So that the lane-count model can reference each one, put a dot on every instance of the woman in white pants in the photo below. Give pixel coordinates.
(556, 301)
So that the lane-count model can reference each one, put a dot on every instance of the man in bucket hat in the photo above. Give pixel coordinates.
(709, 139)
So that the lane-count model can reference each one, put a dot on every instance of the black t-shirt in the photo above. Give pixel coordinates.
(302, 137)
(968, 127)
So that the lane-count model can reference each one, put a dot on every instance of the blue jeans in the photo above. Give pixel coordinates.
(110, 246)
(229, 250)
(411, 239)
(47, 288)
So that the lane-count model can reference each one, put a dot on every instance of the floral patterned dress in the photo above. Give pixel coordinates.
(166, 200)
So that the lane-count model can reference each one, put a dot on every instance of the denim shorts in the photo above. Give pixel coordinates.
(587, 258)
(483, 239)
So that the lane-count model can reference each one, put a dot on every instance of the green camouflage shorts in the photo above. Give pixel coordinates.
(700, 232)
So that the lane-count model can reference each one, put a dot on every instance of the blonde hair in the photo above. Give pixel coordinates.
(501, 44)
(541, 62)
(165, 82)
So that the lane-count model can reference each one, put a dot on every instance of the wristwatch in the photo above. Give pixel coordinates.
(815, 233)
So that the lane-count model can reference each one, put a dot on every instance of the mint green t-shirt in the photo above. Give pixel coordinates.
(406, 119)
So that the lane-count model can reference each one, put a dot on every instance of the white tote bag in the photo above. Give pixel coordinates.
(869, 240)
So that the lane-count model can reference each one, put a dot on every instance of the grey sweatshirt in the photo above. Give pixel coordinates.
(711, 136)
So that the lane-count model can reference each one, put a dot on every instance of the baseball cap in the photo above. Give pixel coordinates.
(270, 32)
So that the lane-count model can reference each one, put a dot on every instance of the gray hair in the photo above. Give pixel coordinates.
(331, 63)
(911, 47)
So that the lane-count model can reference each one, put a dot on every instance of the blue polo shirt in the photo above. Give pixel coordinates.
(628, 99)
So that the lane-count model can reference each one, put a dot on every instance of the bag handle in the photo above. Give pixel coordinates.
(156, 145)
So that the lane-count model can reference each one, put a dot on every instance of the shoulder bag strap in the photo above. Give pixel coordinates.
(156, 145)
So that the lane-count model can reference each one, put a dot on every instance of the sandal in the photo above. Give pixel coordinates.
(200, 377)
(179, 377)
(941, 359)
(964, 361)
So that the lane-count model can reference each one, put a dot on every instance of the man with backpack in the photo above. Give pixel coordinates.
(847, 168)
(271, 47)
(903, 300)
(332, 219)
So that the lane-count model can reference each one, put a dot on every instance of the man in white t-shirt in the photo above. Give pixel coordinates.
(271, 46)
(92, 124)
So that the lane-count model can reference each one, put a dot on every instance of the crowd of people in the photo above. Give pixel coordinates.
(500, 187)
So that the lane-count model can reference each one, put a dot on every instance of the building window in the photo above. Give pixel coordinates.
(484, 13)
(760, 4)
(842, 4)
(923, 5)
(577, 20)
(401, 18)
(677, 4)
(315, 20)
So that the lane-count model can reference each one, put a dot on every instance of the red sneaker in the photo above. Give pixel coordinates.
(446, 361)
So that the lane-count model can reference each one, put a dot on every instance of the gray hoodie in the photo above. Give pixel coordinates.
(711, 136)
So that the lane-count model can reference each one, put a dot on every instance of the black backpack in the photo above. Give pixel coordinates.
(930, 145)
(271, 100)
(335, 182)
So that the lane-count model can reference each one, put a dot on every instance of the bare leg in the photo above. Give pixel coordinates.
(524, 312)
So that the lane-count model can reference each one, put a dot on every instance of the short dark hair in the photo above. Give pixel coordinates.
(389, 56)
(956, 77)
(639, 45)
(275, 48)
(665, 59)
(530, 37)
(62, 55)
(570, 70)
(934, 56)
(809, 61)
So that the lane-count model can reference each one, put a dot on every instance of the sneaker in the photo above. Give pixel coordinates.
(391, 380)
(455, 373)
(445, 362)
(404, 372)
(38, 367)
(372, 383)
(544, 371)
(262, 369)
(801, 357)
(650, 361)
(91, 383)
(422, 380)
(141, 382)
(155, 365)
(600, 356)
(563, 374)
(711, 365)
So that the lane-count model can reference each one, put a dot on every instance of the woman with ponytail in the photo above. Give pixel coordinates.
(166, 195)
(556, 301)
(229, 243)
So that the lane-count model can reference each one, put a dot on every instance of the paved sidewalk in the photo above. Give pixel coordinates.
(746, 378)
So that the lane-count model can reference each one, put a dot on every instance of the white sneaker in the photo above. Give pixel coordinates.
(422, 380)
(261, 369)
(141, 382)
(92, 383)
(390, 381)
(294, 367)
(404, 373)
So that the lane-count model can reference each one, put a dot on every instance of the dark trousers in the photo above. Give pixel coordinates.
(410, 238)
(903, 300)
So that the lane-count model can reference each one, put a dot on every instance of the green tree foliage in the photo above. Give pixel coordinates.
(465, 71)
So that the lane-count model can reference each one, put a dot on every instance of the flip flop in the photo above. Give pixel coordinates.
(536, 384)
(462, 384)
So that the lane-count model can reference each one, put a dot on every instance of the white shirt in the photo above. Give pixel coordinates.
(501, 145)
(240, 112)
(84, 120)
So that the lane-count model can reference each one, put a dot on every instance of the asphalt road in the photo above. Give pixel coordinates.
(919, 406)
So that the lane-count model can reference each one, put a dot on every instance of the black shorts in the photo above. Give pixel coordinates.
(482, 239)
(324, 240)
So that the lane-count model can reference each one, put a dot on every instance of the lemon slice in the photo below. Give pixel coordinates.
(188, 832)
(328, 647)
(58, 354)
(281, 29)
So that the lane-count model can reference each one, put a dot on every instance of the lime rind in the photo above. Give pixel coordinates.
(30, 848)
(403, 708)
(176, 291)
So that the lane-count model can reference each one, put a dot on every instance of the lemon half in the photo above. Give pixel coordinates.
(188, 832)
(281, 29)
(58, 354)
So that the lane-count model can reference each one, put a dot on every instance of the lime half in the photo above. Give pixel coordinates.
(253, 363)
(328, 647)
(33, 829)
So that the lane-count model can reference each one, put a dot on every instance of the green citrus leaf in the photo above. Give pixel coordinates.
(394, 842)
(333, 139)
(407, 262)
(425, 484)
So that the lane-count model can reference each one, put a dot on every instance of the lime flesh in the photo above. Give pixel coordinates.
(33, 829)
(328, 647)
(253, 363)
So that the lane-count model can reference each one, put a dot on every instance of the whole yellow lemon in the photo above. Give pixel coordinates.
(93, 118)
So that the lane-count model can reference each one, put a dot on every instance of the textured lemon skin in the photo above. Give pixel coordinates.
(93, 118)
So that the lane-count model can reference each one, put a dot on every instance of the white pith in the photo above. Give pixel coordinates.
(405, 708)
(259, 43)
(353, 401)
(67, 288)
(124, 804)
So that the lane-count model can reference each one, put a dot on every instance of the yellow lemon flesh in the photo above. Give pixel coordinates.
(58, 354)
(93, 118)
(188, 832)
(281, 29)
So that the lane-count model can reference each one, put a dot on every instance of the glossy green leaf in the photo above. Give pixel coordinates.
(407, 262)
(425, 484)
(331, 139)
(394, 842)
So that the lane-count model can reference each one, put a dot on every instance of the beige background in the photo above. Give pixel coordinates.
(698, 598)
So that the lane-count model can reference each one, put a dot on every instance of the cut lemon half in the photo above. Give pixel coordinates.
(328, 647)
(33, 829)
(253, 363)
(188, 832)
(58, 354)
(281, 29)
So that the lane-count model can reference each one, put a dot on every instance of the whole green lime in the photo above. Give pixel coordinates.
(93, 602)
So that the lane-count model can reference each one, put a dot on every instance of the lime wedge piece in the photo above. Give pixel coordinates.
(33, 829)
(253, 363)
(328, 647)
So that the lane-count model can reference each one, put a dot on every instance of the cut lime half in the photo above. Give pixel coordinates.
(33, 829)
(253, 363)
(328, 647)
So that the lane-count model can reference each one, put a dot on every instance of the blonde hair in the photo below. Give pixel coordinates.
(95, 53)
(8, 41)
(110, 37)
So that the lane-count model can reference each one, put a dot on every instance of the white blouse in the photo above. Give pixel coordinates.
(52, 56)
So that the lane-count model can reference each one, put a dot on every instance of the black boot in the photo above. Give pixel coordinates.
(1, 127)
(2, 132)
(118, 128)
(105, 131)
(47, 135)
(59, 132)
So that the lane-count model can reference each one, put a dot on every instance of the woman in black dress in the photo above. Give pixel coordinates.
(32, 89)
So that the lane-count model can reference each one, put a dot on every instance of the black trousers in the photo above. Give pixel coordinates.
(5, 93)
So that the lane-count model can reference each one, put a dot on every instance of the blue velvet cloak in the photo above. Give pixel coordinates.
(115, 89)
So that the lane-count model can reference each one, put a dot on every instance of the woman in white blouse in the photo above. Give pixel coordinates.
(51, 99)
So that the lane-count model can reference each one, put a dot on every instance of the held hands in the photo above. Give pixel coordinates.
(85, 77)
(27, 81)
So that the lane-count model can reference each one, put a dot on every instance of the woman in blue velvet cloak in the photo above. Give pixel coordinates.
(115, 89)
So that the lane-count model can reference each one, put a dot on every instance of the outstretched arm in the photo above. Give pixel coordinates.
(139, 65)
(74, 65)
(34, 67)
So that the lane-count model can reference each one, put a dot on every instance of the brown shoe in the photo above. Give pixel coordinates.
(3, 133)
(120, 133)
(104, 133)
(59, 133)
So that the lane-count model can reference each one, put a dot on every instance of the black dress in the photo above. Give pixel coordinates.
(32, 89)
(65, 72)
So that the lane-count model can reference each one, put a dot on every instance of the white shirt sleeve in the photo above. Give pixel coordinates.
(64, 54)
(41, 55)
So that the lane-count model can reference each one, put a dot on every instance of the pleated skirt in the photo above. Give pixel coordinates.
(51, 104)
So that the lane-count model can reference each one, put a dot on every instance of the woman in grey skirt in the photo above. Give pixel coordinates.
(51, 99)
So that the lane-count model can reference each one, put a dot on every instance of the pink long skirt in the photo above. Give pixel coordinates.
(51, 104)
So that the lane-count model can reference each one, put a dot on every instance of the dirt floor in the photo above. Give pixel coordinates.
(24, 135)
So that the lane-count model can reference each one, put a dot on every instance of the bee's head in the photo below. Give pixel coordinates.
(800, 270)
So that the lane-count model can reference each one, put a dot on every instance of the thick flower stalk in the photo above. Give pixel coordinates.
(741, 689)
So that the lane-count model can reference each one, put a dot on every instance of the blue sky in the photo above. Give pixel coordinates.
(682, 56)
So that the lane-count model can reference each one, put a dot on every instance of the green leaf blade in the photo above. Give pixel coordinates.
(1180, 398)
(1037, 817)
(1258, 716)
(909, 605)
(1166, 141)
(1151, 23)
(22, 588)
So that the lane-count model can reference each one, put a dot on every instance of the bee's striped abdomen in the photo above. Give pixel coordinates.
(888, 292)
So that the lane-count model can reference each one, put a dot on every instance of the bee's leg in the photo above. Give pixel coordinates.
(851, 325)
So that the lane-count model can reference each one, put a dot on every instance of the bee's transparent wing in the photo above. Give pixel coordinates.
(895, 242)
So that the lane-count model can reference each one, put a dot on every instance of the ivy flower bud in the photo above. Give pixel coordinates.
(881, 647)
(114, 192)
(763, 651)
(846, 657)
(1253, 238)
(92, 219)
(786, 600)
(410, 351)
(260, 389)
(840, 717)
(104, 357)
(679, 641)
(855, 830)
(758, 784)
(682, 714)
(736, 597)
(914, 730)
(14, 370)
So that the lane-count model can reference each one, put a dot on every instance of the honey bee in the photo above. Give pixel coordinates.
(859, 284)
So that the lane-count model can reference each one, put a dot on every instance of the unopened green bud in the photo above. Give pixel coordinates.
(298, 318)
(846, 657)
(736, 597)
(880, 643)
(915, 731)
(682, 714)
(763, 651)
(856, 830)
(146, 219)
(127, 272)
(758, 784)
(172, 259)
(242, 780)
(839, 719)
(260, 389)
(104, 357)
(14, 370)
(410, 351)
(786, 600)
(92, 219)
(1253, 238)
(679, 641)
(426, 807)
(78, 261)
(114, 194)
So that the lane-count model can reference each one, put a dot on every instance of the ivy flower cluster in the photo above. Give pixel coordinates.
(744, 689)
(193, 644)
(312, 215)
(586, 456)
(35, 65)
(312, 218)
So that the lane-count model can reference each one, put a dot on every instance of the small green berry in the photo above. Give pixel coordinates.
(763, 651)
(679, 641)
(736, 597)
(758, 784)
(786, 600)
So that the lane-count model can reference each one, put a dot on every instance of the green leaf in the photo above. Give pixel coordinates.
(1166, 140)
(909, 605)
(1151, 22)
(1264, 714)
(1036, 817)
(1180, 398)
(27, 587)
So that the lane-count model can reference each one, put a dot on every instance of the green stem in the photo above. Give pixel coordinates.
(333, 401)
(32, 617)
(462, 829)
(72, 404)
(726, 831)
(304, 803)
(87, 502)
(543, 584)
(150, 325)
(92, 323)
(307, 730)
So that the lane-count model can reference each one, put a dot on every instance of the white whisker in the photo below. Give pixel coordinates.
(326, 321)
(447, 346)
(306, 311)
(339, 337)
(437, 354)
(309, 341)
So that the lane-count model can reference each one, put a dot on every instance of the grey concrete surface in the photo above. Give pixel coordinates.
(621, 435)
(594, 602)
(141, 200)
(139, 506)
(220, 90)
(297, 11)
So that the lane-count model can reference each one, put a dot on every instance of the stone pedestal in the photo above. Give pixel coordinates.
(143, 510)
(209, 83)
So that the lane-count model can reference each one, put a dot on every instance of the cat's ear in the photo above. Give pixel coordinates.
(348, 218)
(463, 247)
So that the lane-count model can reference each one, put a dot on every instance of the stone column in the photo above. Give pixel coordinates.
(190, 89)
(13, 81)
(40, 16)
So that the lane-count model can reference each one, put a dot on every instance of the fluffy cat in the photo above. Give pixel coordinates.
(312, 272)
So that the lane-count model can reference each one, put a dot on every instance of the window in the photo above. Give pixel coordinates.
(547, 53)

□ □ □

● EXERCISE TASK
Transcribe, word for word, every line from the one containing "ear in the photo above. Give pixel coordinates." through the final line of the entries, and nothing else.

● FINAL ANSWER
So that the lane-count model can reference each one, put a dot on every instance of the cat's ear in the photo above. Give pixel coordinates.
(348, 218)
(463, 247)
So that the lane-count model can reference each one, put a dot on every instance of the stone column in the photo above. Give pixel coordinates.
(190, 89)
(13, 81)
(40, 16)
So that the lane-count model can reference each one, put a dot on every instance of the fluffy cat in the photo above. Give pixel coordinates.
(312, 272)
So that the lane-count model can reference each one, put a dot on every instance of the window in the photo above. Give pixel coordinates.
(547, 53)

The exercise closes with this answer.